* _WHAT THE EXERCISE ASKS_:
The reply should hold every record, copied exactly, and none of the pictures.
--- START ---
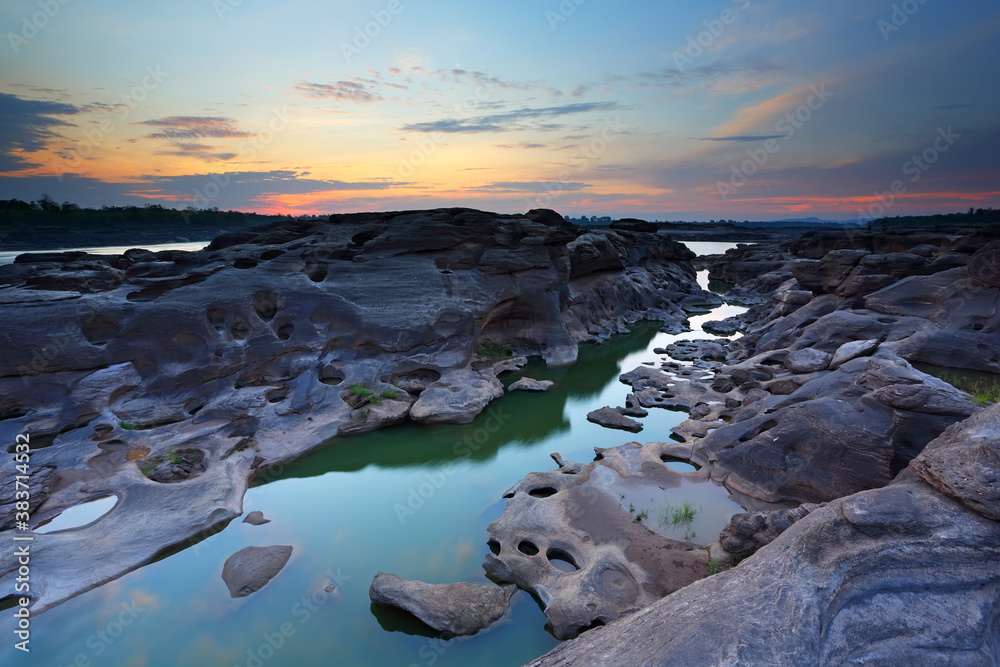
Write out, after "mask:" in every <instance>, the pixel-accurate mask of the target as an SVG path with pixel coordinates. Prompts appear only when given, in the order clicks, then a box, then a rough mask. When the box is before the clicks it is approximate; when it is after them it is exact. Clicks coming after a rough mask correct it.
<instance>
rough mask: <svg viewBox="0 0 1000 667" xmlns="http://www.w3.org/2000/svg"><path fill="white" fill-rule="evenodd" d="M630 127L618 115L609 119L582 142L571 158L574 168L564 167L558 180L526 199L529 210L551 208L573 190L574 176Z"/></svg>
mask: <svg viewBox="0 0 1000 667" xmlns="http://www.w3.org/2000/svg"><path fill="white" fill-rule="evenodd" d="M627 130H628V127H627V126H626V125H624V124H623V123H622V122H621V119H620V118H619V117H618V116H615V119H614V120H609V121H607V122H606V123H605V124H604V127H603V128H601V131H600V133H599V134H598V135H597V136H595V137H594V138H593V139H591V140H590V141H588V142H587V143H584V144H580V146H578V147H577V150H576V152H575V153H574V154H573V156H572V157H571V158H570V161H571V163H572V165H573V169H563V170H562V171H560V172H559V175H558V180H557V181H554V182H550V183H546V184H545V186H544V187H545V192H540V193H538V194H536V195H535V196H534V197H529V198H528V199H527V200H525V201H526V203H527V205H528V210H531V209H534V208H551V207H552V205H553V203H554V202H555V200H556V198H557V197H559V196H561V195H563V194H566V193H567V192H571V191H572V189H571V188H570V187H569V186H570V184H571V183H573V182H574V181H573V180H572V179H573V177H574V176H579V174H580V173H581V172H584V171H586V170H587V169H588V168H589V167H590V166H591V165H592V164H593V163H594V161H596V160H598V159H600V157H601V156H602V155H604V153H606V152H607V150H608V147H609V146H610V145H611V144H613V143H615V141H617V140H618V137H619V136H621V135H622V134H624V133H625V132H626V131H627Z"/></svg>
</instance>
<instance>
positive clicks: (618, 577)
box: [601, 568, 639, 602]
mask: <svg viewBox="0 0 1000 667" xmlns="http://www.w3.org/2000/svg"><path fill="white" fill-rule="evenodd" d="M601 588H603V589H604V591H605V592H606V593H607V594H608V595H611V596H612V597H615V598H618V599H619V600H624V601H625V602H632V601H633V600H635V598H636V597H638V595H639V589H638V587H637V586H636V585H635V583H634V582H633V581H632V579H631V577H629V576H628V575H627V574H625V573H624V572H622V571H621V570H616V569H614V568H610V569H607V570H605V571H604V572H601Z"/></svg>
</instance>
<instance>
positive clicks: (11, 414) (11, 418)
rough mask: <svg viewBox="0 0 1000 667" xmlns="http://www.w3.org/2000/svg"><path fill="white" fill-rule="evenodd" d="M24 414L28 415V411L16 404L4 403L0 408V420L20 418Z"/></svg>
mask: <svg viewBox="0 0 1000 667" xmlns="http://www.w3.org/2000/svg"><path fill="white" fill-rule="evenodd" d="M26 416H28V411H27V410H25V409H24V408H22V407H21V406H20V405H17V404H14V405H12V406H8V405H4V406H3V407H2V408H0V421H3V420H5V419H20V418H21V417H26Z"/></svg>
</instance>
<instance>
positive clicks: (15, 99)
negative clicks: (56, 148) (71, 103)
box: [0, 93, 82, 172]
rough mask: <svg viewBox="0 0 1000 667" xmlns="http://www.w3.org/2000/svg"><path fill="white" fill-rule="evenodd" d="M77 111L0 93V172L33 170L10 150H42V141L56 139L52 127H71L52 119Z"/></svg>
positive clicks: (30, 151) (73, 108)
mask: <svg viewBox="0 0 1000 667" xmlns="http://www.w3.org/2000/svg"><path fill="white" fill-rule="evenodd" d="M81 111H82V109H81V108H80V107H77V106H74V105H72V104H63V103H61V102H46V101H43V100H28V99H24V98H21V97H17V96H16V95H9V94H7V93H0V172H5V171H17V170H20V169H28V168H31V167H37V166H38V165H37V164H36V163H34V162H30V161H28V160H26V159H24V158H23V157H22V156H20V155H14V154H13V151H24V152H26V153H31V152H34V151H39V150H42V149H43V148H45V144H46V142H48V141H49V140H51V139H55V138H57V137H59V134H58V133H57V132H56V131H55V129H54V128H58V127H60V126H66V127H68V126H71V125H72V124H71V123H67V122H66V121H64V120H60V119H59V118H53V116H71V115H74V114H78V113H80V112H81Z"/></svg>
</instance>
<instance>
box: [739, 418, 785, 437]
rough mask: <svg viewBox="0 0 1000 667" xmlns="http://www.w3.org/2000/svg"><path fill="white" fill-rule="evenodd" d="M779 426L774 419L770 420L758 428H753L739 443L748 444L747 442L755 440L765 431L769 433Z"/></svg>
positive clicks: (746, 432)
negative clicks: (774, 420) (752, 440)
mask: <svg viewBox="0 0 1000 667" xmlns="http://www.w3.org/2000/svg"><path fill="white" fill-rule="evenodd" d="M777 425H778V422H776V421H774V420H773V419H768V420H767V421H766V422H764V423H763V424H761V425H760V426H758V427H757V428H752V429H750V430H749V431H747V432H746V433H744V434H743V435H741V436H740V439H739V441H740V442H746V441H747V440H753V439H754V438H756V437H757V436H758V435H760V434H761V433H763V432H764V431H769V430H770V429H772V428H774V427H775V426H777Z"/></svg>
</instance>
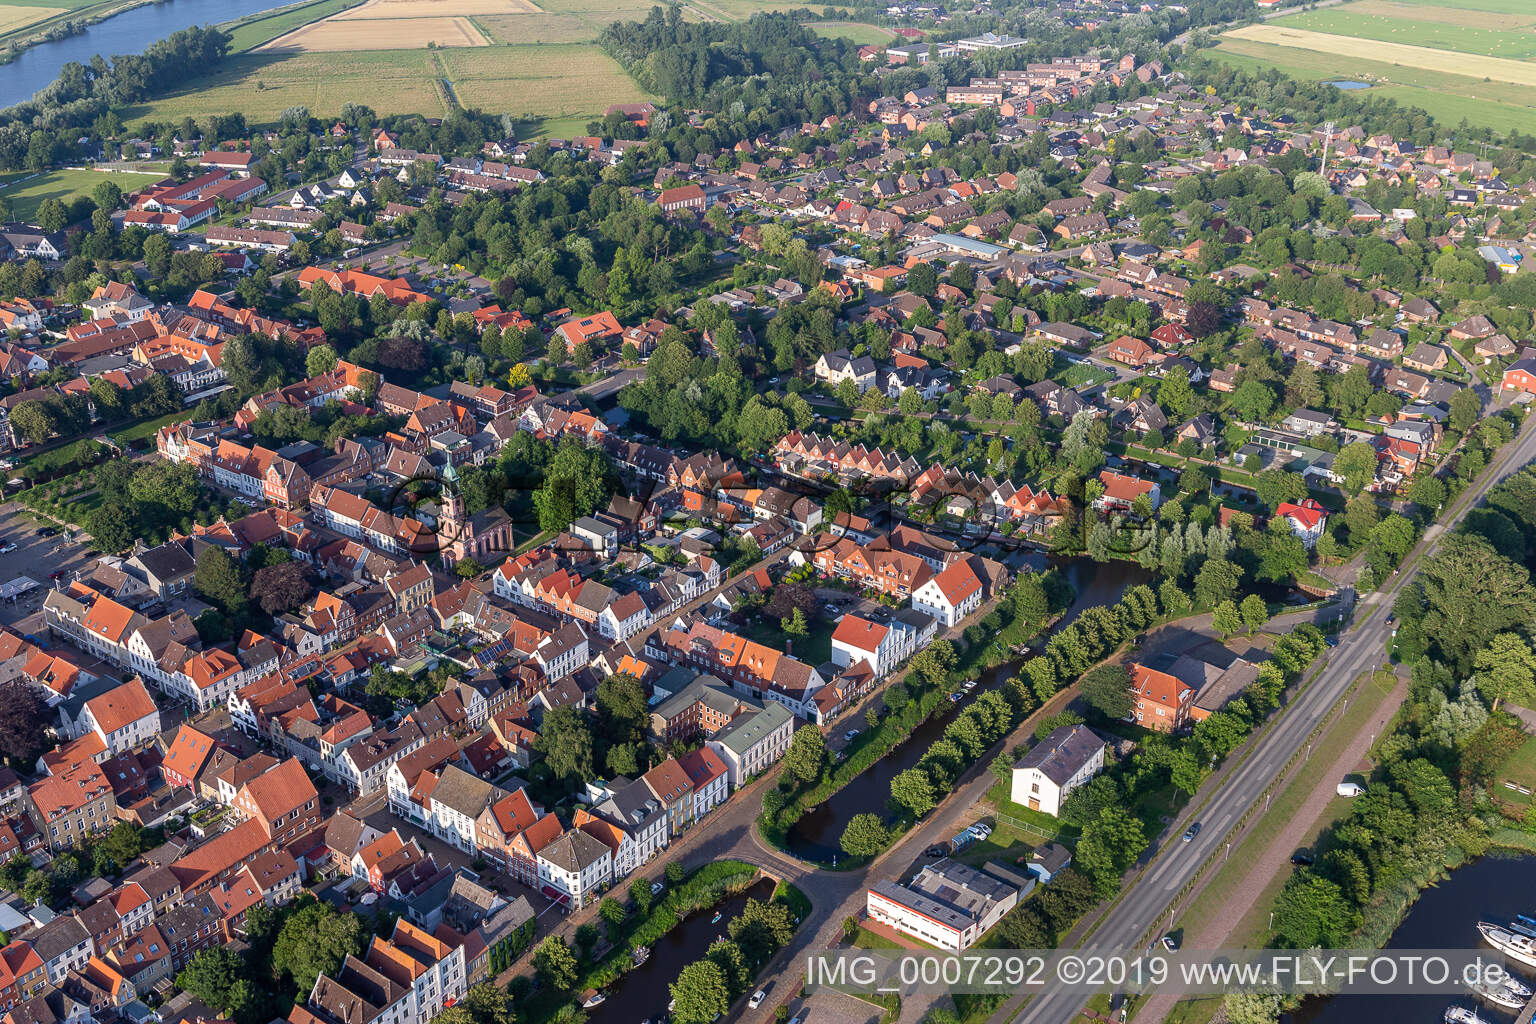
--- END ---
* _RESULT OF THIS TASK_:
Write out, after "mask:" in every <instance>, the pixel-accurate mask of the target as an SVG path with pixel coordinates. Prompts appear only when given, in the order clicks, then a box, then a rough mask. When the box is before the clicks it is approximate; when it is after them it is exact. Clicks coming after a rough mask correct it.
<instance>
rough mask: <svg viewBox="0 0 1000 667" xmlns="http://www.w3.org/2000/svg"><path fill="white" fill-rule="evenodd" d="M630 127L618 115L609 119L582 142L571 158L574 168L564 167L558 180L526 199L529 210L551 208L573 190L574 176Z"/></svg>
mask: <svg viewBox="0 0 1000 667" xmlns="http://www.w3.org/2000/svg"><path fill="white" fill-rule="evenodd" d="M627 130H628V127H627V126H626V125H624V124H623V123H622V122H621V119H620V118H619V117H618V116H615V119H614V120H609V121H607V122H606V123H605V124H604V127H603V128H601V131H600V133H599V134H598V135H597V136H595V137H594V138H593V139H591V140H590V141H588V142H587V143H584V144H580V146H578V147H577V150H576V152H575V153H574V154H573V156H572V157H571V158H570V161H571V163H572V165H573V169H563V170H562V171H560V172H559V175H558V180H557V181H554V182H550V183H546V184H545V186H544V187H545V192H540V193H538V194H536V195H535V196H534V197H529V198H528V199H527V200H525V201H526V203H527V205H528V210H531V209H534V208H551V207H552V205H553V203H554V202H555V200H556V198H557V197H559V196H561V195H563V194H566V193H567V192H571V191H572V189H571V188H570V187H569V186H570V184H571V183H573V182H574V181H573V180H572V179H573V177H574V176H579V174H580V173H581V172H584V171H586V170H587V169H588V168H589V167H590V166H591V165H592V164H593V163H594V161H596V160H598V159H600V157H601V156H602V155H604V153H606V152H607V150H608V147H609V146H610V145H611V144H613V143H615V141H617V140H618V137H619V136H621V135H622V134H624V133H625V132H626V131H627Z"/></svg>
</instance>
<instance>
positive clicks: (618, 577)
box: [601, 568, 639, 602]
mask: <svg viewBox="0 0 1000 667" xmlns="http://www.w3.org/2000/svg"><path fill="white" fill-rule="evenodd" d="M601 588H603V589H604V591H605V592H606V593H607V594H608V595H611V596H612V597H615V598H618V599H619V600H624V601H625V602H632V601H633V600H635V598H636V597H638V595H639V589H638V587H637V586H636V585H635V583H634V582H633V581H632V579H631V577H629V576H628V575H627V574H625V573H624V572H622V571H621V570H616V569H614V568H610V569H607V570H605V571H604V572H601Z"/></svg>
</instance>
<instance>
positive clicks: (11, 414) (11, 418)
rough mask: <svg viewBox="0 0 1000 667" xmlns="http://www.w3.org/2000/svg"><path fill="white" fill-rule="evenodd" d="M24 414L28 415V411L16 404L4 403L0 408V420L20 418Z"/></svg>
mask: <svg viewBox="0 0 1000 667" xmlns="http://www.w3.org/2000/svg"><path fill="white" fill-rule="evenodd" d="M26 416H28V411H27V410H25V409H24V408H22V407H21V406H20V405H17V404H14V405H12V406H8V405H4V406H3V407H2V408H0V421H3V420H5V419H20V418H21V417H26Z"/></svg>
</instance>
<instance>
positive clicks: (15, 99)
negative clicks: (56, 148) (71, 103)
box: [0, 93, 82, 172]
rough mask: <svg viewBox="0 0 1000 667" xmlns="http://www.w3.org/2000/svg"><path fill="white" fill-rule="evenodd" d="M77 111L0 93V172L33 170L10 150H42V141L56 139L52 127H71L52 119Z"/></svg>
positive clicks: (30, 151) (73, 108)
mask: <svg viewBox="0 0 1000 667" xmlns="http://www.w3.org/2000/svg"><path fill="white" fill-rule="evenodd" d="M81 111H82V109H81V108H80V107H77V106H74V105H72V104H63V103H61V102H46V101H43V100H28V99H24V98H21V97H17V96H16V95H9V94H7V93H0V172H5V171H17V170H20V169H28V168H31V167H37V166H38V165H37V164H36V163H34V162H30V161H28V160H26V159H24V158H23V157H22V156H20V155H14V154H13V151H24V152H26V153H31V152H34V151H39V150H42V149H43V148H45V144H46V142H48V141H49V140H51V139H55V138H57V137H59V134H58V133H57V132H56V131H55V129H54V128H58V127H60V126H66V127H68V126H71V125H72V124H71V123H67V122H66V121H64V120H60V119H59V118H53V116H71V115H74V114H78V113H80V112H81Z"/></svg>
</instance>
<instance>
box: [739, 418, 785, 437]
rough mask: <svg viewBox="0 0 1000 667" xmlns="http://www.w3.org/2000/svg"><path fill="white" fill-rule="evenodd" d="M779 426L774 419L770 420L758 428H753L739 443L748 444L747 442L755 440L765 431L769 433Z"/></svg>
positive clicks: (746, 432)
negative clicks: (774, 420) (752, 440)
mask: <svg viewBox="0 0 1000 667" xmlns="http://www.w3.org/2000/svg"><path fill="white" fill-rule="evenodd" d="M777 425H778V422H776V421H774V420H773V419H768V420H767V421H766V422H764V423H763V424H761V425H760V426H758V427H757V428H752V429H750V430H749V431H747V432H746V433H744V434H743V435H741V436H740V439H739V441H740V442H746V441H747V440H753V439H754V438H756V437H757V436H758V435H760V434H761V433H763V432H764V431H769V430H770V429H772V428H774V427H775V426H777Z"/></svg>
</instance>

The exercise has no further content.